>>>>
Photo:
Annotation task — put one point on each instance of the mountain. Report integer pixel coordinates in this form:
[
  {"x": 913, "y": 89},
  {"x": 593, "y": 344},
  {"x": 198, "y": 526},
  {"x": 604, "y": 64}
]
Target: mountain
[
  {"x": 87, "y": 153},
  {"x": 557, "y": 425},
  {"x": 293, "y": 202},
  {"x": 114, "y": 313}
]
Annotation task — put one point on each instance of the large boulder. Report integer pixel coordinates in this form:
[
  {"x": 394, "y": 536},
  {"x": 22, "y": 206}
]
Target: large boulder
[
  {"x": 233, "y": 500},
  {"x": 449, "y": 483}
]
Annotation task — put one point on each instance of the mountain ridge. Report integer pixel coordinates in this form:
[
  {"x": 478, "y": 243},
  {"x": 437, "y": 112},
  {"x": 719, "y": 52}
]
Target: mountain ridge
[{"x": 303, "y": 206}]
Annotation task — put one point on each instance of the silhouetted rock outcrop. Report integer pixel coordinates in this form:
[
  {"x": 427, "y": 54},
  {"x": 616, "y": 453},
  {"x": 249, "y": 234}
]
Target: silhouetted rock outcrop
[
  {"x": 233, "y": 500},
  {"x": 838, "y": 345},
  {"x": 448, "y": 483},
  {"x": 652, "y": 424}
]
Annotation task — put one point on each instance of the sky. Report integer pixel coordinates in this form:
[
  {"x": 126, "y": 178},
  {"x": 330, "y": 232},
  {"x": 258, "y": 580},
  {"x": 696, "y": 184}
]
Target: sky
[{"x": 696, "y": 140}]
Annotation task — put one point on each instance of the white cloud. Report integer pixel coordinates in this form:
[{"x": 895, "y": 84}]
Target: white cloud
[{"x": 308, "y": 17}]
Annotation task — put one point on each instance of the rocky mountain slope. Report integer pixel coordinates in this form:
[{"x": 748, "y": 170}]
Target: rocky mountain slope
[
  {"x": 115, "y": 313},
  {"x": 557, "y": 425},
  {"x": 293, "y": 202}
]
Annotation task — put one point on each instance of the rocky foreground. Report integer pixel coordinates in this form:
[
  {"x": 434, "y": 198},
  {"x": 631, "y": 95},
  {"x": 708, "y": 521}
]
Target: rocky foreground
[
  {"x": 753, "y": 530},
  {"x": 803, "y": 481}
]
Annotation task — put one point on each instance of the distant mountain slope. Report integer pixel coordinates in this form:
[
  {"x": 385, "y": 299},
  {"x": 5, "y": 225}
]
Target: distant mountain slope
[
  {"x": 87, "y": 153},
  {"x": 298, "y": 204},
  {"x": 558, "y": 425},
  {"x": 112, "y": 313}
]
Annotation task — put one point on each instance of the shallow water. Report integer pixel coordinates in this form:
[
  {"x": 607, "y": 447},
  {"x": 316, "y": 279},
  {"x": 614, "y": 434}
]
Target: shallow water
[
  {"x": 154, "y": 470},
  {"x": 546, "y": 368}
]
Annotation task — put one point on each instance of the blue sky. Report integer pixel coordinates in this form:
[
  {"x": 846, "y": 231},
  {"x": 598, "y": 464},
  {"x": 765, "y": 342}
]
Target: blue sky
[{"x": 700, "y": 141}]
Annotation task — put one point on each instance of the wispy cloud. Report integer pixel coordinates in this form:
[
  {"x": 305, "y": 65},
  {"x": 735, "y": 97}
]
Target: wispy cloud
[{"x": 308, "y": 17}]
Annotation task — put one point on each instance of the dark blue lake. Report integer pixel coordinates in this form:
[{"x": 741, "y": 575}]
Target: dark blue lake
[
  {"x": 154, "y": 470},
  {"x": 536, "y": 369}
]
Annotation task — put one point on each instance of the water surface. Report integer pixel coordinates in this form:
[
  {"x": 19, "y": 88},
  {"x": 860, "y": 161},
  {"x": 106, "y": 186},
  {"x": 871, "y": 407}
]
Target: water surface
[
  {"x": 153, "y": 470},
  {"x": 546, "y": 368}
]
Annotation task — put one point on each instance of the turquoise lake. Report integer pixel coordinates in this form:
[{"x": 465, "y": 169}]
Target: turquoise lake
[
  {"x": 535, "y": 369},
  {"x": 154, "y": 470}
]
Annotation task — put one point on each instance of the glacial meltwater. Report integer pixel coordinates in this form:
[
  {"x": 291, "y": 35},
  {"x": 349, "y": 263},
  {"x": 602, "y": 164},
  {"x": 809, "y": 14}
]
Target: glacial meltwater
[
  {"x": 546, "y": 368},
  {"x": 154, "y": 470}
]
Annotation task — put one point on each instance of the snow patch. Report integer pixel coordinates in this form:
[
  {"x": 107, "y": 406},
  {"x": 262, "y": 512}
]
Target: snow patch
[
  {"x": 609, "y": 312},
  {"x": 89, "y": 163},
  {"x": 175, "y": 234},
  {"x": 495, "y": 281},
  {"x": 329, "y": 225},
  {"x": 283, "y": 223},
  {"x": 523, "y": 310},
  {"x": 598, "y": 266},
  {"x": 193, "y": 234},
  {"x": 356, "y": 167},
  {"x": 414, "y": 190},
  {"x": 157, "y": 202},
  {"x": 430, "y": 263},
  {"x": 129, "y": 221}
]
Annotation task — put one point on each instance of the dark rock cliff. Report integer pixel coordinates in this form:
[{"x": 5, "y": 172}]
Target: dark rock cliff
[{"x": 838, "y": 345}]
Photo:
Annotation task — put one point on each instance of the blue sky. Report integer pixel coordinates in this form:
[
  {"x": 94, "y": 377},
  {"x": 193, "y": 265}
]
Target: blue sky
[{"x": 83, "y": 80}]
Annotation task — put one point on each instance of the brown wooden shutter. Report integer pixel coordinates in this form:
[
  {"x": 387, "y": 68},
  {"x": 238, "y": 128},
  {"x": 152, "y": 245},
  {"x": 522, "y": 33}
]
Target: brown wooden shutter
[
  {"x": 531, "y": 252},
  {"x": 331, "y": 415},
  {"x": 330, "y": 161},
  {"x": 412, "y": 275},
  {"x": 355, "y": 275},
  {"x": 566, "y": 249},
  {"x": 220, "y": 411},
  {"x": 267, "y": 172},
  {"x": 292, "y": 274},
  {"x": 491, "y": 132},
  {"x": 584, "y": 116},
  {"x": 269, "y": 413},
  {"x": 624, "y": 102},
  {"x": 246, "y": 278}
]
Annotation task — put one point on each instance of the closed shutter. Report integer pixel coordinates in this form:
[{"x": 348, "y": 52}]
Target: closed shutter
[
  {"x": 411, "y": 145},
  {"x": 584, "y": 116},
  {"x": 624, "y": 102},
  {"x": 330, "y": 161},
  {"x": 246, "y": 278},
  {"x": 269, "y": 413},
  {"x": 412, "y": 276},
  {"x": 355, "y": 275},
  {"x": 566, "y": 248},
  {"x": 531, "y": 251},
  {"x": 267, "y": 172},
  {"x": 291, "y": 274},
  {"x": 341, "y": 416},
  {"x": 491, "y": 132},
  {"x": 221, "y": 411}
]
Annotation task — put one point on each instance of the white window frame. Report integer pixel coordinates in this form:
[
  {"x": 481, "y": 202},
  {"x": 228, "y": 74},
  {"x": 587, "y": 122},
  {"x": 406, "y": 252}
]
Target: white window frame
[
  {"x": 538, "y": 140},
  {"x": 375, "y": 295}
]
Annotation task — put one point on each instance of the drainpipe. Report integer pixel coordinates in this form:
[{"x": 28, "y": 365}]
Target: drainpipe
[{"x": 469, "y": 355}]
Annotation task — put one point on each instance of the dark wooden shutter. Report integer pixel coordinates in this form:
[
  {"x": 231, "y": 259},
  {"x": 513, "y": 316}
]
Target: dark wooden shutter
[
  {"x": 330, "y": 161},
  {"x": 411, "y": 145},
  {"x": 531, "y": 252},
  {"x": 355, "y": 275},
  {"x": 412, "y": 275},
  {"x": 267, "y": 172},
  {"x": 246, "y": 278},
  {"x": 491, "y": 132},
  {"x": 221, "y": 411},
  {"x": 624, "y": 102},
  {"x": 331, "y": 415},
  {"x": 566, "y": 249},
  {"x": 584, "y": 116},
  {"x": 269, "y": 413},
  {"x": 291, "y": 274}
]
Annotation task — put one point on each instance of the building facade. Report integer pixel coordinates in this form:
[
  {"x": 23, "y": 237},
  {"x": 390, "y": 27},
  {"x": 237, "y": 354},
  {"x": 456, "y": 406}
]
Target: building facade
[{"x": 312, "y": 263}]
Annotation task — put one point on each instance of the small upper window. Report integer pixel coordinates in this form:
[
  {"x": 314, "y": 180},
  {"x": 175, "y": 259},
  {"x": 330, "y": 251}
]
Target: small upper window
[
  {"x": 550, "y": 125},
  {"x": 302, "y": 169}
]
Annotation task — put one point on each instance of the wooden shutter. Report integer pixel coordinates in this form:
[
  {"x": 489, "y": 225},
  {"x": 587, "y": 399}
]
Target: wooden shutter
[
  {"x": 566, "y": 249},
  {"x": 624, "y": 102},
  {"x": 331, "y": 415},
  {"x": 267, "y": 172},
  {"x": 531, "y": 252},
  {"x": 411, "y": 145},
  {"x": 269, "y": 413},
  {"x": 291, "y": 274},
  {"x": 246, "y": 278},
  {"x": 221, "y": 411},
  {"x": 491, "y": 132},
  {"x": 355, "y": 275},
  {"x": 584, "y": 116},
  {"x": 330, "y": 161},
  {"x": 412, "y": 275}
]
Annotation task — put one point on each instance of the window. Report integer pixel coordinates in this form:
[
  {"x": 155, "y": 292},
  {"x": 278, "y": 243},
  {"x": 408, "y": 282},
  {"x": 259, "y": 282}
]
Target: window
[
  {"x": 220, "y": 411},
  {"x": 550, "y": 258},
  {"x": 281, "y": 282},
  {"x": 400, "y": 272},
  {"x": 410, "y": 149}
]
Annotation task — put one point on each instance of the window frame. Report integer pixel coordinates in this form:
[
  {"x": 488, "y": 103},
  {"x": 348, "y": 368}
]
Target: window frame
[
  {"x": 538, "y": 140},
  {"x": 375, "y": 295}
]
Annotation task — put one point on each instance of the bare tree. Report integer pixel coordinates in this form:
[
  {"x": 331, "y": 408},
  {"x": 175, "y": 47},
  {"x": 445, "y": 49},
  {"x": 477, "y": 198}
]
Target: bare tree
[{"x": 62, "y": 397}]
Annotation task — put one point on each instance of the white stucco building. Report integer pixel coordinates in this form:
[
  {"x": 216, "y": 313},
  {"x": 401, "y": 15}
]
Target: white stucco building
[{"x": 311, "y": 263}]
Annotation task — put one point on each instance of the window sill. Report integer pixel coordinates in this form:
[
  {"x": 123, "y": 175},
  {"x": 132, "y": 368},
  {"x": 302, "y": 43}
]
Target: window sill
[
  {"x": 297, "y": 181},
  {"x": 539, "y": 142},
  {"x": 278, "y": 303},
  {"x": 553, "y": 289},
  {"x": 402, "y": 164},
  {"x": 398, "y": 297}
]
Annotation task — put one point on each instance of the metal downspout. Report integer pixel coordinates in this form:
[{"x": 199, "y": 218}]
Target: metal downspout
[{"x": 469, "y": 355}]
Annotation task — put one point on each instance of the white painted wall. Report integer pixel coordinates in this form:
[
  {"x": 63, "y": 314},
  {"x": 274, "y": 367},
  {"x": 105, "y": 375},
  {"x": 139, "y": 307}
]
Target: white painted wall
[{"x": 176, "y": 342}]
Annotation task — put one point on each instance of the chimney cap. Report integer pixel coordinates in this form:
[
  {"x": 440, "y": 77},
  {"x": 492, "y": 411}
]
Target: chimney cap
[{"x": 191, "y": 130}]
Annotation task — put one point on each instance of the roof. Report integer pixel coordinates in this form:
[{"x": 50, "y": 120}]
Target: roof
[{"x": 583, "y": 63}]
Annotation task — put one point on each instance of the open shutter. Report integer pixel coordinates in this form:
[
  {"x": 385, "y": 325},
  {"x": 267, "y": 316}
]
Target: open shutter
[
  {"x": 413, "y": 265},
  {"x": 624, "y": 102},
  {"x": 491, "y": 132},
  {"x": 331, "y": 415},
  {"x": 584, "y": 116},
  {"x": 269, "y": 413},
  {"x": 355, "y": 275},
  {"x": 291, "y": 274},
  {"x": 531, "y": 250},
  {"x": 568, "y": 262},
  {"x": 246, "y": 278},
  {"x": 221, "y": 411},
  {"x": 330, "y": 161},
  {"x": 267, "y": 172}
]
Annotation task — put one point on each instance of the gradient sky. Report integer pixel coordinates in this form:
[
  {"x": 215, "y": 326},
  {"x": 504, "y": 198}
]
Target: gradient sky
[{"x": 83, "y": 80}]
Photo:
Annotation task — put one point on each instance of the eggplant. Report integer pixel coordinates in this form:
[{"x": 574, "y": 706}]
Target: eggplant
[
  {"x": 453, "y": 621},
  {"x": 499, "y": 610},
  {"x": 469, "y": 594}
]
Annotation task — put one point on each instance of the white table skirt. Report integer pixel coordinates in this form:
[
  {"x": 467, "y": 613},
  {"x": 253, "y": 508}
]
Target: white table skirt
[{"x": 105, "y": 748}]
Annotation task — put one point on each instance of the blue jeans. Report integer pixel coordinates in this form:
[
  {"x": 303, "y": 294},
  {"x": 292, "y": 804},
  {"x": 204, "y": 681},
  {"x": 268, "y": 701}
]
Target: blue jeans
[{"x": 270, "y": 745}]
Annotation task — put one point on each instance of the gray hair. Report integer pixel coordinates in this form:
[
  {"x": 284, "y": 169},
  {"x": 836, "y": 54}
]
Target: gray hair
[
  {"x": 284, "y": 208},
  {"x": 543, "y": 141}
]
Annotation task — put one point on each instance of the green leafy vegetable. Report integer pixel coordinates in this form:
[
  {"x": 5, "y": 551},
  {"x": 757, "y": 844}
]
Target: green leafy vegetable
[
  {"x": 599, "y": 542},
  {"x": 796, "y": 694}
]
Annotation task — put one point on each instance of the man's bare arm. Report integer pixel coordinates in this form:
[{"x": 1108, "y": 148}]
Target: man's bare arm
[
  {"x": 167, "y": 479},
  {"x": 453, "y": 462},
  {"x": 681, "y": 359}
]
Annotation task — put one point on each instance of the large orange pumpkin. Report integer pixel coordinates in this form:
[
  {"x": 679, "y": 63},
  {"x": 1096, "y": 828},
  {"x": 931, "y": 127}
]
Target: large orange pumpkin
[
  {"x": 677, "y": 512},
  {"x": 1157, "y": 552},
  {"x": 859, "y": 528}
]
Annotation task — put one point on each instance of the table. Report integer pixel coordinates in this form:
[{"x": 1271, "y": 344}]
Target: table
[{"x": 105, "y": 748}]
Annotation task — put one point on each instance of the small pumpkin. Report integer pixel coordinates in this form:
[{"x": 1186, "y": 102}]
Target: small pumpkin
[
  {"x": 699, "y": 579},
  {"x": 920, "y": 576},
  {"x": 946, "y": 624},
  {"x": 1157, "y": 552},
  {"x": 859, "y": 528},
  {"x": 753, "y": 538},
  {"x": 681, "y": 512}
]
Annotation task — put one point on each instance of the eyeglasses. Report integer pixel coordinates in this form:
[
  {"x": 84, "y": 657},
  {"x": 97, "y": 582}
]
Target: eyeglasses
<<<<
== What to do ==
Every line from the one containing "of the gray" through the last line must be copied exactly; leave out the rest.

== Result of the exercise ==
Annotation task — put one point on each instance of the gray hair. Report integer pixel coordinates in this form:
[
  {"x": 284, "y": 169},
  {"x": 836, "y": 54}
]
Target: gray hair
[
  {"x": 284, "y": 208},
  {"x": 543, "y": 141}
]
Annotation task — put one point on each instance of the green leafy vegetable. Report integer pixel coordinates in this form:
[
  {"x": 5, "y": 551},
  {"x": 757, "y": 844}
]
Target: green leafy vegetable
[
  {"x": 599, "y": 542},
  {"x": 796, "y": 694}
]
Annotation task — put one point on each instance of the man's bare arm. Report integer pixel coordinates in this form:
[{"x": 1108, "y": 148}]
Target: man's bare arm
[
  {"x": 167, "y": 479},
  {"x": 453, "y": 462},
  {"x": 681, "y": 359}
]
Annotation task — put one point on each instance of the large orange pumpkin. Report integer pixel coordinates in this form:
[
  {"x": 679, "y": 63},
  {"x": 1096, "y": 828},
  {"x": 931, "y": 127}
]
Target: large orange pumpkin
[
  {"x": 677, "y": 512},
  {"x": 1157, "y": 552},
  {"x": 859, "y": 528}
]
Annotation task — put one point on each instance of the table. Report integer pixel coordinates in this form:
[{"x": 1271, "y": 344}]
Target: table
[{"x": 105, "y": 748}]
Annotation task — put one point on each instance of the small pumpkin. Report integer pixel coordinates in this form:
[{"x": 1186, "y": 102}]
Target: small pumpkin
[
  {"x": 699, "y": 579},
  {"x": 920, "y": 576},
  {"x": 946, "y": 624},
  {"x": 1157, "y": 552},
  {"x": 859, "y": 528},
  {"x": 753, "y": 538},
  {"x": 681, "y": 512}
]
Annotation task — put one point on each instance of the eyeglasses. Report integer pixel coordinates in this form:
[
  {"x": 84, "y": 657},
  {"x": 97, "y": 582}
]
Target: eyeglasses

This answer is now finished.